§ PROBLEM STATEMENT
How many lines in the records below contain "like"? Reply with the number alone.

§ STUDY MATERIAL
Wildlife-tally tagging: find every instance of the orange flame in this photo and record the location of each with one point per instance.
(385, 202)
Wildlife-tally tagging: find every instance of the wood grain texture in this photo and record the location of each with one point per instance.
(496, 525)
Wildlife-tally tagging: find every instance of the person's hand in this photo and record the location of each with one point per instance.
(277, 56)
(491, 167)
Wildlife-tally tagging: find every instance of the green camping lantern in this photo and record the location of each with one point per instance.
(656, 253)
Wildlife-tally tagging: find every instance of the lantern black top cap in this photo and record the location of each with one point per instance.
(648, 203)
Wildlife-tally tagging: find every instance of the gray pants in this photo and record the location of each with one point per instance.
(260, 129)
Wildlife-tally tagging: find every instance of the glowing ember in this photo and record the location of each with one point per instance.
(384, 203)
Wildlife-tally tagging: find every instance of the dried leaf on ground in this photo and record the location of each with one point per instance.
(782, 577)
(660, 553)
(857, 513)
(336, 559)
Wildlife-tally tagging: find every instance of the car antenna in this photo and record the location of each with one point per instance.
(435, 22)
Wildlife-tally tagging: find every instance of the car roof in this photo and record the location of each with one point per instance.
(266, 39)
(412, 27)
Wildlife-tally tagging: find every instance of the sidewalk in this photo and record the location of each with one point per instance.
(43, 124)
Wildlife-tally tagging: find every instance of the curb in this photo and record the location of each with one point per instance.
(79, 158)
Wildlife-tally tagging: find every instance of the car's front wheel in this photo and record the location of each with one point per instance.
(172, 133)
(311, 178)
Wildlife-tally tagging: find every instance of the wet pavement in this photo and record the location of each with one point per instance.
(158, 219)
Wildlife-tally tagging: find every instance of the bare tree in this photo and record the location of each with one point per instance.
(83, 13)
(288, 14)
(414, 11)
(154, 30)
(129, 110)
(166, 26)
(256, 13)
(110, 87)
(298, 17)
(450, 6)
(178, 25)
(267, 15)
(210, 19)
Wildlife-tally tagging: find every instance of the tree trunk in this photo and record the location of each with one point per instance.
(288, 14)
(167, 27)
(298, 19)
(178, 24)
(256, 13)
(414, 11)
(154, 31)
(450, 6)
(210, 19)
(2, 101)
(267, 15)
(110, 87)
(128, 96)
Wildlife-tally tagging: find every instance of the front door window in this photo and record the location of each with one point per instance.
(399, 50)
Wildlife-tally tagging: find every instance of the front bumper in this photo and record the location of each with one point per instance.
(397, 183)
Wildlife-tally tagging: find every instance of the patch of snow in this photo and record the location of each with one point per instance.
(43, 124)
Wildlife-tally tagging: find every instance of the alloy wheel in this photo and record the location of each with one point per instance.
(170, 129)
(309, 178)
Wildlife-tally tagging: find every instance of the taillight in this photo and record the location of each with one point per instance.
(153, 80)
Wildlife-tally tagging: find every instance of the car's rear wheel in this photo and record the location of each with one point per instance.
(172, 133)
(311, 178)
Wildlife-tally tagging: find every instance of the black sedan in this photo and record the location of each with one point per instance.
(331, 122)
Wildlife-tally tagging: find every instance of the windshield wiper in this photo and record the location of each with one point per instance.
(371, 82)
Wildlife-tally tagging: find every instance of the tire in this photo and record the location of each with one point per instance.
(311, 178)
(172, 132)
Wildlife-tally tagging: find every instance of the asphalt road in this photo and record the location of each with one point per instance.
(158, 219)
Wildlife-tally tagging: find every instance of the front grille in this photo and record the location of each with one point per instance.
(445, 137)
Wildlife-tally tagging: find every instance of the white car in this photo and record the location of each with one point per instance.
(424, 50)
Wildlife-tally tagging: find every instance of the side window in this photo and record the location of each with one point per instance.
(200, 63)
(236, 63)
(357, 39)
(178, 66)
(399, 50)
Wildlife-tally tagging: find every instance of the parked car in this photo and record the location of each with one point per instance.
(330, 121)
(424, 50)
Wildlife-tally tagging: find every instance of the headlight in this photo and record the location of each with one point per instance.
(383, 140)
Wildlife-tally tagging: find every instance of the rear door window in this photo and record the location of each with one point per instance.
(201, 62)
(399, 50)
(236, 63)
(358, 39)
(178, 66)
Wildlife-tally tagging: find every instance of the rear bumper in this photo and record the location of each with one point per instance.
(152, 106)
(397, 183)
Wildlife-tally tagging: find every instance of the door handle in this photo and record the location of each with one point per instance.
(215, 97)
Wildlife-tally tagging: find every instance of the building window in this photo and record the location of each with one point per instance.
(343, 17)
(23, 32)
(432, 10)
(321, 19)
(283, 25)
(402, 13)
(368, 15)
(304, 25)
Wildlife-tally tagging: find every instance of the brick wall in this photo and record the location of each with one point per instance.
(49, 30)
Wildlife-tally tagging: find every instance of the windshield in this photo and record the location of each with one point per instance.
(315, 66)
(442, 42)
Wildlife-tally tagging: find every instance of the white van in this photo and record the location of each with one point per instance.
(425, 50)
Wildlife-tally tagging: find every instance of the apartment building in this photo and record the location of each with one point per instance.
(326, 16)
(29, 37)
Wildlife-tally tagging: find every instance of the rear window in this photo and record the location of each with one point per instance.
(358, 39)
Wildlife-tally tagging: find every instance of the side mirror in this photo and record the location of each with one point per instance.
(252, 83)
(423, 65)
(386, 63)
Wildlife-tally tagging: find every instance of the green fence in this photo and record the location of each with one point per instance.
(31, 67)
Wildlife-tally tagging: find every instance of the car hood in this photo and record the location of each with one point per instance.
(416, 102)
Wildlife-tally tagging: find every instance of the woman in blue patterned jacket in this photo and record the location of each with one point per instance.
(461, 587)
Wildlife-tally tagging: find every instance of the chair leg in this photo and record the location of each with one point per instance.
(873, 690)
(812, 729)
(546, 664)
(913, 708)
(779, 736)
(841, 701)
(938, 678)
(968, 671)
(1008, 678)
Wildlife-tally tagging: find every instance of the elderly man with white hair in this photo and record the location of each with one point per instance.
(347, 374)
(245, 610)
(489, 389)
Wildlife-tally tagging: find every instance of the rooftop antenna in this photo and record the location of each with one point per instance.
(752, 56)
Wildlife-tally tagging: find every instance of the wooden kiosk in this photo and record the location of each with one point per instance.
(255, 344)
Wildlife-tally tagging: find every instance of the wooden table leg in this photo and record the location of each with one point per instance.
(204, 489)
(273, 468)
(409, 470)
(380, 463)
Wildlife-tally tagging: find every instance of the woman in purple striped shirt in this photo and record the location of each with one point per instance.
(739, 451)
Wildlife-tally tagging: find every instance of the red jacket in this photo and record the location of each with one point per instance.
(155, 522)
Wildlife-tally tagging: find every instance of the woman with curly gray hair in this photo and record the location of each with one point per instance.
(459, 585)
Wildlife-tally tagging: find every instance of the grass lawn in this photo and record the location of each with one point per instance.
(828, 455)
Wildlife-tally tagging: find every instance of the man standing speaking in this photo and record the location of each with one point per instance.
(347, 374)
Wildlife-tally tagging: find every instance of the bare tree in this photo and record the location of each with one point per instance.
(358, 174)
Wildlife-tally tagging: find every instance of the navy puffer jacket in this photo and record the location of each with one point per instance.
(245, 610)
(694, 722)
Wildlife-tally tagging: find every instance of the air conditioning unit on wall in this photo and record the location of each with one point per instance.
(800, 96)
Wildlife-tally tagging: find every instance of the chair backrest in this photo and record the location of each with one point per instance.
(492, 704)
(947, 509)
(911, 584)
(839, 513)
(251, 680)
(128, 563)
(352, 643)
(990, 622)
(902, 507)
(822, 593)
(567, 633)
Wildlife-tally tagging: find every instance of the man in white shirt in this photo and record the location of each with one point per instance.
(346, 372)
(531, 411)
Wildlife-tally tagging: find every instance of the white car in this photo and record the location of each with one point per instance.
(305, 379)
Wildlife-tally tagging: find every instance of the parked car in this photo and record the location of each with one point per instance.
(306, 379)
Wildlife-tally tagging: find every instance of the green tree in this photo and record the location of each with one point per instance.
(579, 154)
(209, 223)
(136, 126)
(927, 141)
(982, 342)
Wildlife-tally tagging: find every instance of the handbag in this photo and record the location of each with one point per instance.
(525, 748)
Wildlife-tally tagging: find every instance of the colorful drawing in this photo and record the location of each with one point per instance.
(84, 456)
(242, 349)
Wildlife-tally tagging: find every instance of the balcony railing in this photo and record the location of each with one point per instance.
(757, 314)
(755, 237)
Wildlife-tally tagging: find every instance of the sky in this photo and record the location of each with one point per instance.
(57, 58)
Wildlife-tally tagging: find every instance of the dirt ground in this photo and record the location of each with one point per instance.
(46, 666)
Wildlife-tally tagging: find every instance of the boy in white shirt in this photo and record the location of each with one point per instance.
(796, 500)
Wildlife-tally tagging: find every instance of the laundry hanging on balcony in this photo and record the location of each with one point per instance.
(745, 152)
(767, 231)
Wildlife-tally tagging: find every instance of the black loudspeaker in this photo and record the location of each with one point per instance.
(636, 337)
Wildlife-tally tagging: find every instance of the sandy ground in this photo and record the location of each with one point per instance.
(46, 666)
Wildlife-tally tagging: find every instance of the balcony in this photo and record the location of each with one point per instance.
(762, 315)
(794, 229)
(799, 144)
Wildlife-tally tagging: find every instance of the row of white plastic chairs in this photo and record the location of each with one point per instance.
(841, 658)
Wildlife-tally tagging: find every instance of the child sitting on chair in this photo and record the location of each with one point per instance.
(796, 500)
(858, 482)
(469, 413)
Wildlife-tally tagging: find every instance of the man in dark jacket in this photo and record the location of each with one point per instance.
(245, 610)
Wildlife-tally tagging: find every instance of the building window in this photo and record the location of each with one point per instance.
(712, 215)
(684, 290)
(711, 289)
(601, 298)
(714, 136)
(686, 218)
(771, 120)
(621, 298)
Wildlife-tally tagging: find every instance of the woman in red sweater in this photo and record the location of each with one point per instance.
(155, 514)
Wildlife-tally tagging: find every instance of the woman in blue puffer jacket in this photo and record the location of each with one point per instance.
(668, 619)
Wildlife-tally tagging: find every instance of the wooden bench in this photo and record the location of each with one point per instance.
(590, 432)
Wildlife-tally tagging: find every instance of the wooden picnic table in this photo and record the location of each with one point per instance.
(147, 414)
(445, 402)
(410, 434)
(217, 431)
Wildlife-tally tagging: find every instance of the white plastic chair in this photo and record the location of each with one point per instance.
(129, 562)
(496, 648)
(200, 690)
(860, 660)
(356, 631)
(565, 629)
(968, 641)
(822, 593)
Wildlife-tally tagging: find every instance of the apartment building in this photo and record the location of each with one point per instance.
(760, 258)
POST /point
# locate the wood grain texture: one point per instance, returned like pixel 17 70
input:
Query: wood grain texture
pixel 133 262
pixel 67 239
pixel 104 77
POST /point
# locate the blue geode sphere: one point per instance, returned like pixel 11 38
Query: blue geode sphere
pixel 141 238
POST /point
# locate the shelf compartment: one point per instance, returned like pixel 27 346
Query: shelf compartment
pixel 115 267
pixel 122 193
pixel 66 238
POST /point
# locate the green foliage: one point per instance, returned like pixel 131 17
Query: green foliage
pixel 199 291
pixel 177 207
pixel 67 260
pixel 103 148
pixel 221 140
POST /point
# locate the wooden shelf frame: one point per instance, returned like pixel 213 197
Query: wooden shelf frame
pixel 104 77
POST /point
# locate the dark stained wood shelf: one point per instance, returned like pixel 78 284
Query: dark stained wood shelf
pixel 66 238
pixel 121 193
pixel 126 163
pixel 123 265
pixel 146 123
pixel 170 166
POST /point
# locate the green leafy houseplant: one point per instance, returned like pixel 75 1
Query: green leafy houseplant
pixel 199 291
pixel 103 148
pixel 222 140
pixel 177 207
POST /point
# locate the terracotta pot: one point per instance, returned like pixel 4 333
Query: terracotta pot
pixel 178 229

§ SOLUTION FOR THIS EXERCISE
8